** Begin Input rows **

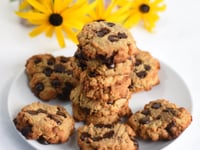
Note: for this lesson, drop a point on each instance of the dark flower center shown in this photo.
(144, 8)
(55, 19)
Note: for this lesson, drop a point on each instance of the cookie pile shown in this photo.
(45, 123)
(106, 69)
(52, 77)
(107, 52)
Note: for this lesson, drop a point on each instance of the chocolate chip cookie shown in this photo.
(160, 120)
(94, 111)
(52, 77)
(48, 124)
(106, 68)
(106, 137)
(145, 73)
(104, 88)
(106, 41)
(40, 63)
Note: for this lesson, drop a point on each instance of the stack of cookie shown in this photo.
(106, 52)
(52, 77)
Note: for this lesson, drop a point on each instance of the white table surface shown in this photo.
(176, 41)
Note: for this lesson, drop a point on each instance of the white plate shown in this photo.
(171, 87)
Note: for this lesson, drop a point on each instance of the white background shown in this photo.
(176, 41)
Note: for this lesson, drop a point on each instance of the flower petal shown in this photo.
(38, 30)
(59, 36)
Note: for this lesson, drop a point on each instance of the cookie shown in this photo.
(40, 63)
(99, 67)
(43, 87)
(68, 66)
(52, 77)
(48, 124)
(93, 111)
(106, 137)
(160, 120)
(105, 88)
(145, 74)
(106, 41)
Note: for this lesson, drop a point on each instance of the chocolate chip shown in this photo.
(55, 118)
(59, 68)
(98, 138)
(99, 20)
(86, 110)
(26, 130)
(170, 110)
(35, 112)
(103, 125)
(122, 35)
(156, 105)
(39, 87)
(37, 60)
(65, 95)
(51, 61)
(138, 62)
(158, 117)
(56, 83)
(102, 32)
(131, 85)
(48, 71)
(69, 72)
(146, 112)
(92, 74)
(110, 61)
(110, 24)
(85, 136)
(113, 38)
(61, 114)
(110, 102)
(170, 126)
(144, 120)
(15, 121)
(42, 140)
(63, 59)
(141, 74)
(108, 134)
(147, 67)
(134, 141)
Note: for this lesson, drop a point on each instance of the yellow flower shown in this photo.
(145, 11)
(110, 12)
(59, 16)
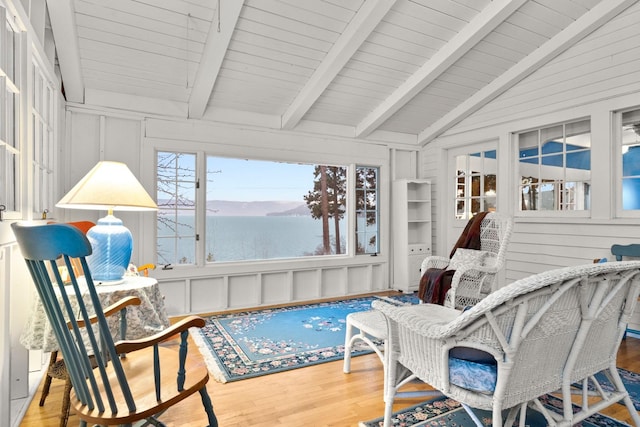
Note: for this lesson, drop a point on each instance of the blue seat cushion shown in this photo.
(473, 369)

** End Input rows **

- **Your task**:
Please write out again the part of the material that opens with the line containing "chip shown in this photo." and closes with the end of the material, shifting every coordinate by adding 9 to each of its numbers. Leave the pictures out.

- **Task response**:
Note: for this lesson, drop a point on each instance of the chocolate chip shown in this photo.
(64, 127)
(68, 77)
(107, 147)
(108, 29)
(95, 119)
(35, 139)
(179, 119)
(44, 121)
(112, 134)
(131, 44)
(165, 114)
(48, 96)
(46, 69)
(74, 104)
(60, 70)
(147, 71)
(167, 126)
(65, 92)
(111, 41)
(140, 94)
(57, 80)
(78, 81)
(155, 121)
(101, 83)
(119, 70)
(119, 33)
(94, 145)
(122, 47)
(70, 123)
(119, 111)
(179, 135)
(153, 129)
(24, 130)
(51, 149)
(72, 68)
(150, 83)
(117, 143)
(156, 76)
(143, 150)
Note: for this lesson, drop a point on each instance of the yellow flower shown in this photo.
(154, 20)
(119, 21)
(68, 25)
Note: for this lesson, drop a point on each instance of the blue seat cushion shown in this photo.
(482, 378)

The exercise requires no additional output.